-------- Reading text

Jewish-Muslim unity
February 17, 2014 10:19 AM   Subscribe

10 images of Jewish-Muslim unity that go beyond the headlines.
posted by Wordwoman (12 comments total) 13 users marked this as a favorite

 
Related: Before the Algerian War for Independence (1954-62), Jews and Muslims lived in a more mixed society, as reflected both in musical bands and the chaabi style itself. One such group, El Gusto was reunited a few years ago, playing music and touring again.
posted by filthy light thief at 10:27 AM on February 17 [1 favorite]


“Anybody who doesn’t like Jews probably doesn’t like black people, doesn’t like Sikhs, doesn’t like anybody. It’s unfounded hatred. Anyone who says they don’t like Muslims, there’s something wrong. It’s a bigoted view.”
posted by benito.strauss at 10:31 AM on February 17 [6 favorites]


Just as people's capacity to hate is heartbreaking - the capacity to love, respect, and help is amazingly, achingly beautiful. I litterally wiped a tear from my eye looking at the image of the imams preying and bearing witness at Auschwitz.

----------------
-------- Extracted entries

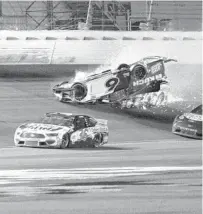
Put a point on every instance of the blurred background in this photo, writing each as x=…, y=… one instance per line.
x=101, y=15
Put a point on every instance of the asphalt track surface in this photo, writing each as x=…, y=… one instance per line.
x=143, y=169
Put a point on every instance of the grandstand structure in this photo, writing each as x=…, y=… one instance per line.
x=101, y=15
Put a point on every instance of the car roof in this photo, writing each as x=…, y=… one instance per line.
x=64, y=114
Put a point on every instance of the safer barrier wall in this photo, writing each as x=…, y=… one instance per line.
x=60, y=53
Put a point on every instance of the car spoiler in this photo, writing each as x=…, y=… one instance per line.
x=155, y=58
x=101, y=121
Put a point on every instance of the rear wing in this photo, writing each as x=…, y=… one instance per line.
x=153, y=59
x=101, y=121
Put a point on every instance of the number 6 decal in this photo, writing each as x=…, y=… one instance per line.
x=112, y=83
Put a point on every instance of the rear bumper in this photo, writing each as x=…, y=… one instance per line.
x=182, y=132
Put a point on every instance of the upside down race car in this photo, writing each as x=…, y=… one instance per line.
x=189, y=124
x=61, y=130
x=115, y=86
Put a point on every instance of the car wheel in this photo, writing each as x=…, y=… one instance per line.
x=97, y=140
x=64, y=142
x=160, y=99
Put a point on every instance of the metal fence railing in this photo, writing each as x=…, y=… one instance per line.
x=158, y=16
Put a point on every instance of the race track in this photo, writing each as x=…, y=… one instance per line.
x=143, y=169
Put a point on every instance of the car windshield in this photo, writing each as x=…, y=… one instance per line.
x=197, y=110
x=57, y=120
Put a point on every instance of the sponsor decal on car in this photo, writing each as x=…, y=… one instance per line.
x=148, y=80
x=155, y=68
x=43, y=127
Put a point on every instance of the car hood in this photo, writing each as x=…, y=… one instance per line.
x=43, y=128
x=195, y=117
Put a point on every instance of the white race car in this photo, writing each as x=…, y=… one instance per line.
x=116, y=86
x=61, y=130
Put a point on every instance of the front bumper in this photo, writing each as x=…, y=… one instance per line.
x=30, y=142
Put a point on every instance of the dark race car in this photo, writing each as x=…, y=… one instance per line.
x=116, y=86
x=189, y=124
x=61, y=130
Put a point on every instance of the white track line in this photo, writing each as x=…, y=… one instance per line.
x=9, y=176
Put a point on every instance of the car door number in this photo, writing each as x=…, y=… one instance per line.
x=112, y=83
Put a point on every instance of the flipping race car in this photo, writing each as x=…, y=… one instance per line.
x=61, y=130
x=189, y=124
x=116, y=86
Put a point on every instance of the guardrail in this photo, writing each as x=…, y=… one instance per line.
x=98, y=35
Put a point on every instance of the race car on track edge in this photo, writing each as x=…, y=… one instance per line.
x=61, y=130
x=117, y=86
x=189, y=124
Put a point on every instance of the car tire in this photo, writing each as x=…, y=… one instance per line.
x=98, y=138
x=61, y=98
x=160, y=99
x=64, y=142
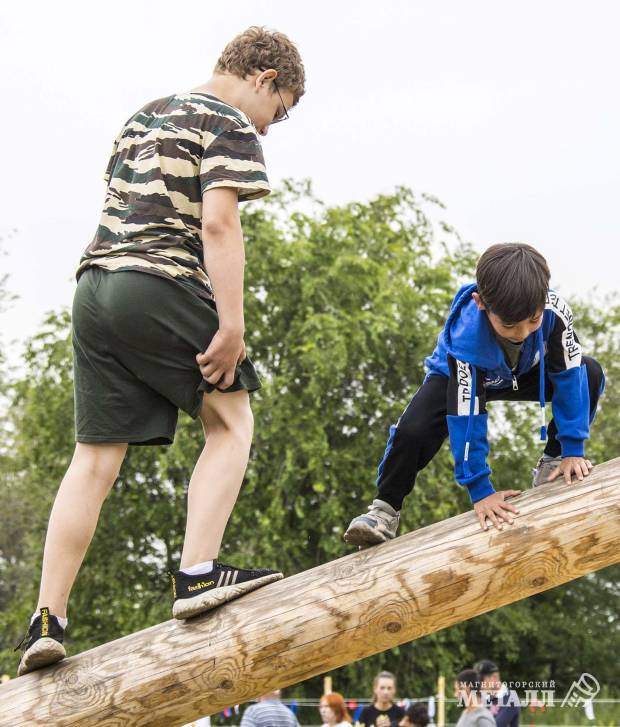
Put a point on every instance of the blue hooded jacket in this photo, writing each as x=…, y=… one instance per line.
x=480, y=364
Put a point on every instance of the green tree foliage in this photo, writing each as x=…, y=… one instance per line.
x=343, y=303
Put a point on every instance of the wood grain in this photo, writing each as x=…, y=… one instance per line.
x=329, y=616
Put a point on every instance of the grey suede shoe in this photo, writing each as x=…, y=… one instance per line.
x=543, y=469
x=379, y=525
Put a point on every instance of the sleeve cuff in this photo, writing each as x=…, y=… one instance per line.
x=480, y=490
x=573, y=447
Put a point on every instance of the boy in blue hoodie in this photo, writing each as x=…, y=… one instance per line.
x=508, y=337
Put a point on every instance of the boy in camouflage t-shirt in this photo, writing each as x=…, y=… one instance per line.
x=148, y=338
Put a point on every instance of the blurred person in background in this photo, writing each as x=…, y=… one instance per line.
x=334, y=711
x=382, y=712
x=502, y=702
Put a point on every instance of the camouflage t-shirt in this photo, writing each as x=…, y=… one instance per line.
x=166, y=156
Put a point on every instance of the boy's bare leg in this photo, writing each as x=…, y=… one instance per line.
x=91, y=474
x=214, y=486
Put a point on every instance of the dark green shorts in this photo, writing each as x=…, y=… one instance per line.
x=135, y=340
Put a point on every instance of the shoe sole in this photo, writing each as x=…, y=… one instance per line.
x=43, y=652
x=362, y=534
x=184, y=608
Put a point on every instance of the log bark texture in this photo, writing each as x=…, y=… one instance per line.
x=329, y=616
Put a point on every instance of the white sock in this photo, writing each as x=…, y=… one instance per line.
x=199, y=568
x=62, y=621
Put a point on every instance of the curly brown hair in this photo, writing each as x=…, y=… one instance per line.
x=258, y=48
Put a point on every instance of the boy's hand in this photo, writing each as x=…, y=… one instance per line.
x=218, y=363
x=577, y=465
x=494, y=508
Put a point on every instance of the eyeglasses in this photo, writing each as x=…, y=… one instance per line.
x=285, y=115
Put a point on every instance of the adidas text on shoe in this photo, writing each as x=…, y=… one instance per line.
x=42, y=645
x=379, y=525
x=194, y=595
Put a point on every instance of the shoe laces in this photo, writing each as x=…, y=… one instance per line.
x=380, y=514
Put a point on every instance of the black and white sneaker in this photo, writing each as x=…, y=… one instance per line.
x=196, y=594
x=42, y=644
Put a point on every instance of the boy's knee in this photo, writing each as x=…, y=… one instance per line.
x=100, y=462
x=596, y=376
x=411, y=430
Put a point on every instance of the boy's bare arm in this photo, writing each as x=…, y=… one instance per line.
x=224, y=257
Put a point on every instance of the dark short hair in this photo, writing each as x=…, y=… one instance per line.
x=469, y=678
x=485, y=667
x=418, y=714
x=513, y=279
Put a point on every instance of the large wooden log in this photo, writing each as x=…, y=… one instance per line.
x=329, y=616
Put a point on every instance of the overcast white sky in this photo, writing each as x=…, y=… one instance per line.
x=508, y=112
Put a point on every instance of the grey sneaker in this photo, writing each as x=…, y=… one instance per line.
x=543, y=469
x=379, y=525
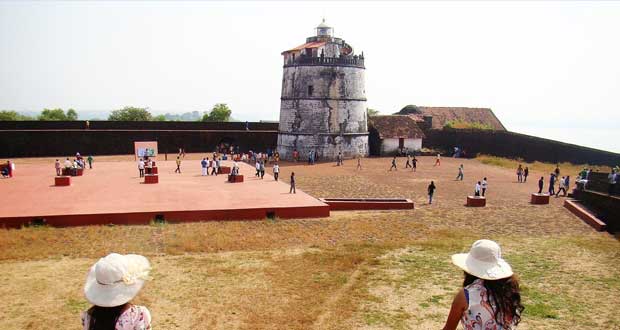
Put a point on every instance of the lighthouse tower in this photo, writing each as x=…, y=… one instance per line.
x=323, y=103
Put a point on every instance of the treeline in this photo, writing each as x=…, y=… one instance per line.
x=220, y=112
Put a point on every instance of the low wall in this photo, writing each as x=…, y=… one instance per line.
x=513, y=145
x=104, y=142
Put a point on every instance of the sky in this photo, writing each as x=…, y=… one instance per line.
x=549, y=69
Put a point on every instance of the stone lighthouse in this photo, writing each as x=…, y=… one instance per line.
x=323, y=103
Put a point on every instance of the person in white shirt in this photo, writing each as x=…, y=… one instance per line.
x=276, y=171
x=141, y=167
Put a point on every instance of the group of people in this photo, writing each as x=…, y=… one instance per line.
x=73, y=166
x=489, y=297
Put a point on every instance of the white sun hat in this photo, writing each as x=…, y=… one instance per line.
x=116, y=279
x=484, y=261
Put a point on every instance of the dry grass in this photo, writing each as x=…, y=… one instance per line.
x=372, y=270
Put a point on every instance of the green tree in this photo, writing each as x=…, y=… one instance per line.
x=13, y=115
x=220, y=112
x=71, y=114
x=53, y=114
x=372, y=112
x=130, y=114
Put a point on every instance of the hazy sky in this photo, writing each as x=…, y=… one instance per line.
x=546, y=69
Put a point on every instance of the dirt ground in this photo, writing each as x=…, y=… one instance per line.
x=353, y=270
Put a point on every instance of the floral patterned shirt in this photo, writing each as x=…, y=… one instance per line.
x=133, y=318
x=480, y=312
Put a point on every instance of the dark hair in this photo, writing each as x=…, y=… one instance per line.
x=104, y=318
x=505, y=295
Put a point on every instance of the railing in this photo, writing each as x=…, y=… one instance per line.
x=356, y=61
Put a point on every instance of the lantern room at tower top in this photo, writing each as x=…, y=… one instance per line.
x=324, y=49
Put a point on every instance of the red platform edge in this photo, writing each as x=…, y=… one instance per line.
x=142, y=218
x=585, y=215
x=474, y=201
x=346, y=204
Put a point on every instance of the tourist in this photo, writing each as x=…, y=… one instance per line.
x=178, y=170
x=110, y=286
x=431, y=190
x=613, y=179
x=490, y=298
x=561, y=187
x=276, y=171
x=57, y=167
x=541, y=183
x=204, y=164
x=141, y=168
x=393, y=164
x=214, y=166
x=551, y=184
x=460, y=175
x=292, y=190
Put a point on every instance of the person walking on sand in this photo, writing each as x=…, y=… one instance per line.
x=276, y=171
x=292, y=190
x=57, y=166
x=393, y=164
x=460, y=175
x=431, y=190
x=541, y=183
x=178, y=170
x=490, y=297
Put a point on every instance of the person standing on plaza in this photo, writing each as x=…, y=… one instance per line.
x=431, y=190
x=541, y=183
x=276, y=171
x=204, y=164
x=292, y=190
x=141, y=168
x=460, y=175
x=57, y=166
x=90, y=160
x=178, y=170
x=393, y=164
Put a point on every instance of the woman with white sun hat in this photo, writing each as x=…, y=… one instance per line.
x=111, y=284
x=490, y=298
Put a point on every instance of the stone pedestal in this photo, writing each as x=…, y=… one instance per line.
x=235, y=178
x=62, y=181
x=476, y=201
x=539, y=199
x=151, y=178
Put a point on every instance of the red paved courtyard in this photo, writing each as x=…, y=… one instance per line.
x=113, y=192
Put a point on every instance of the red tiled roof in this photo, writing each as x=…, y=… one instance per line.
x=314, y=44
x=395, y=126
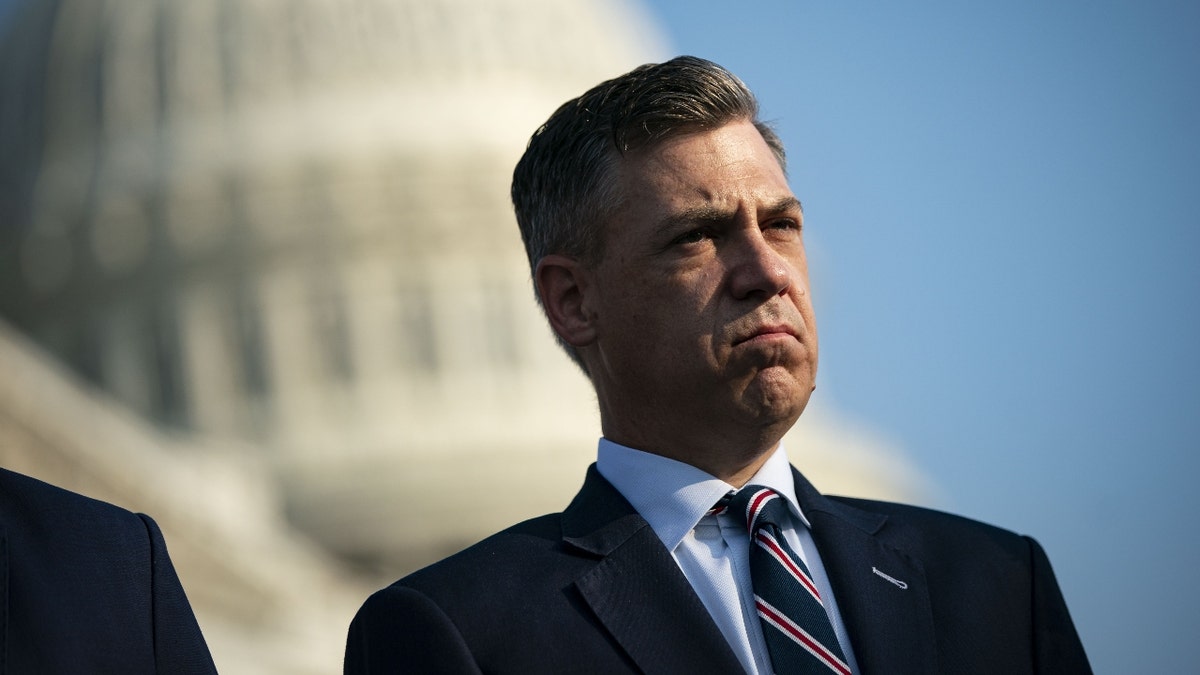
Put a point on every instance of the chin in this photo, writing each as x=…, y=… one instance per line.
x=777, y=398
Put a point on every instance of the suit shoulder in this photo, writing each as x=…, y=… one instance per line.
x=37, y=503
x=525, y=560
x=511, y=547
x=940, y=529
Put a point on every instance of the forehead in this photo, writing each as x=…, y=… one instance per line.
x=723, y=167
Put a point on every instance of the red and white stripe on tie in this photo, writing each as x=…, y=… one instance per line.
x=799, y=637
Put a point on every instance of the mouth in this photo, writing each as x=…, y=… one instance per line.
x=768, y=333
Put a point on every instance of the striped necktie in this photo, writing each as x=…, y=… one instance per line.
x=799, y=637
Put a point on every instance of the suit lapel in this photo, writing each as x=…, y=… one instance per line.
x=637, y=590
x=881, y=591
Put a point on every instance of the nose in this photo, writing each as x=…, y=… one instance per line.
x=757, y=268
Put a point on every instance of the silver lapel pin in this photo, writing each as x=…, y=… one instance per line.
x=893, y=579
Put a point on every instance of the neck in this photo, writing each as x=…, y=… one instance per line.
x=735, y=466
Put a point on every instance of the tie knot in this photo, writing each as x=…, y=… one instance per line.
x=760, y=507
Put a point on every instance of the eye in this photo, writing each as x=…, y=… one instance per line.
x=783, y=228
x=691, y=237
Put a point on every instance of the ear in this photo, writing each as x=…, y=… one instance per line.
x=563, y=285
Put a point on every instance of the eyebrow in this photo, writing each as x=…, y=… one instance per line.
x=708, y=214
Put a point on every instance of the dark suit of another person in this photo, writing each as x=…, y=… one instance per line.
x=88, y=587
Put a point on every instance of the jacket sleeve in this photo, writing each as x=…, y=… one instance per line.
x=179, y=645
x=400, y=629
x=1056, y=645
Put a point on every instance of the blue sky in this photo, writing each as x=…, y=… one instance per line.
x=1002, y=221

----------------

**Tasks to complete**
1) List every group of people named in the quotation that benito.strauss posted in the Jewish-Muslim unity thread.
2) Carry on the Jewish-Muslim unity thread from its last sentence.

**Solved tasks**
1) Jews, black people, Sikhs, Muslims

2)
posted by helmutdog at 11:52 AM on February 17 [3 favorites]


During the war my Jewish grandmother made her way from Poland to somewhere in Kazakhstan and lived with a Muslim family. They were so generous. Of course that experience stuck with her to the end of her life last year.
posted by cman at 11:53 AM on February 17 [2 favorites]


Oh wow. Growing up in Malaysia such a thing was unthinkable. I really want to send this link to all the Islamic authorities and teachers back home.
posted by divabat at 11:55 AM on February 17 [1 favorite]


This is beautiful. It's particularly touching for me, a second generation child of a (secular) Jewish woman and a Muslim man. My great- great-grandfather was a Rabbi; my grandfather's funeral was conducted in a Mosque. Underneath we're all just people, it's good to be reminded of that.
posted by fight or flight at 12:26 PM on February 17 [5 favorites]


Oh wow. Growing up in Malaysia such a thing was unthinkable.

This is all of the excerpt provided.